> _To be done_: Copy out the records below, substituting "in this exercise" for every occurrence of "in this lesson" and changing nothing else.

> _Input_:

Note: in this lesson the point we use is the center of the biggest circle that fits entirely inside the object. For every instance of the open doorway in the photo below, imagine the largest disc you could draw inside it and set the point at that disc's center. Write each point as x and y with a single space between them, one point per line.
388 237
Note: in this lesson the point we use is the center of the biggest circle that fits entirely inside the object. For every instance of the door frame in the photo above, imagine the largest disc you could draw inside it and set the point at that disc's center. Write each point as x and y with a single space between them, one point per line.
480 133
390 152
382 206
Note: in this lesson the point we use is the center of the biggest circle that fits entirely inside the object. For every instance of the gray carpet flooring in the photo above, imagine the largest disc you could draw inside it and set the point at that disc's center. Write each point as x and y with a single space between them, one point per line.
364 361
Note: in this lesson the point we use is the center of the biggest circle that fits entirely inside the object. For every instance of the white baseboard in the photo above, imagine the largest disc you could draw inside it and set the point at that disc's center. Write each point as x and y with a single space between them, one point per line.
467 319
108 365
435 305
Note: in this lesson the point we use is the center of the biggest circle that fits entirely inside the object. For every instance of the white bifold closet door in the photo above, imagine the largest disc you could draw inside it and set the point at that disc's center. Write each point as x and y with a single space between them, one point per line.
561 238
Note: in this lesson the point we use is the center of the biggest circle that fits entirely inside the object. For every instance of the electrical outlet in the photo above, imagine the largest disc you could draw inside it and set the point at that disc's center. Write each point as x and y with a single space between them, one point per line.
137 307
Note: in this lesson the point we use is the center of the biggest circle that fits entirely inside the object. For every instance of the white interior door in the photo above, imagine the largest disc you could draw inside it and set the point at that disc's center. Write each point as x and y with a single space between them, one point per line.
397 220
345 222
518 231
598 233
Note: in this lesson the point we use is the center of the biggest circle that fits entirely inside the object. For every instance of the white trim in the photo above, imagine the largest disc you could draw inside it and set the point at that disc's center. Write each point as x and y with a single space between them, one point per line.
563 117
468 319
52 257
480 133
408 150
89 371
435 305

> _Worked answer_:
Note: in this exercise the point we use is the center of the biggest circle that fits entirely inside the object. For every instance of the open doorway in the photo below, imagine the largest disc you could draw inside it and set the point at that disc's center. Write each point as x and y with a single space between them, one point per line.
388 237
Note: in this exercise the point we use is the center of the biggest circle that fits entirely inside the object. For every instance of the door frame in the photo above, imagine the largest disc you could draw inside it and set the point at that disc's center. Write each point as x and y with a single space between them, one point per line.
480 133
390 152
382 206
Note: in this exercise the point we use is the center of the biggest circle that fits entirely inside the object. For every instance of the gray carpet flooring in the photo above, imagine the largest disc you could draw inside it and set the point at that disc's center. Write each point as x and y with a single space between them, one point per line.
364 361
Note: in this exercise the point we use is the center of the biggest circle that fits entirely inside the object. For every instance of the white baseboard in the photo above, imagine the largest disc you could draw inside it and set the point at that disc's center. Write each point as x and y with a single space between them, one point per line.
467 319
108 365
435 305
Note: in this exercise the point we use is the center of the biggest circle that fits entirely inside the object. For every instance of the white bifold closet door in the photo above, imagine the largest disc you could draw inside it and set the point at that disc's center. Write each point as x and y with a single space between them, one point per line.
561 238
Note: in this exercise the point we use is the center of the biggest circle that fits entirely inside the object. For every instance of the electrical outlet in the photo above, imagine the largest disc you could draw inside it and set the point at that disc's center. Write each point as x and y with a single space between them, one point per line.
137 307
Note: in this exercise the point we use is the center of the biggest circle that fits entirely inside the object. For every instance of the white interior door in the photo above, imagine the largest disc you could draw inside it and set the point at that disc's center. Write each point as x and y with a single space between them, one point per line.
397 220
345 222
518 231
598 233
Note: in this exercise the point we use is the center of the biggest circle that fits entirely inside the object. For every instance of the white trim in the photo above, imagine the largest disc you could draw inside it and set the point at that disc's center. Write each point as x and y with a single space between them, one point per line.
563 117
468 319
52 257
480 133
408 150
89 371
435 305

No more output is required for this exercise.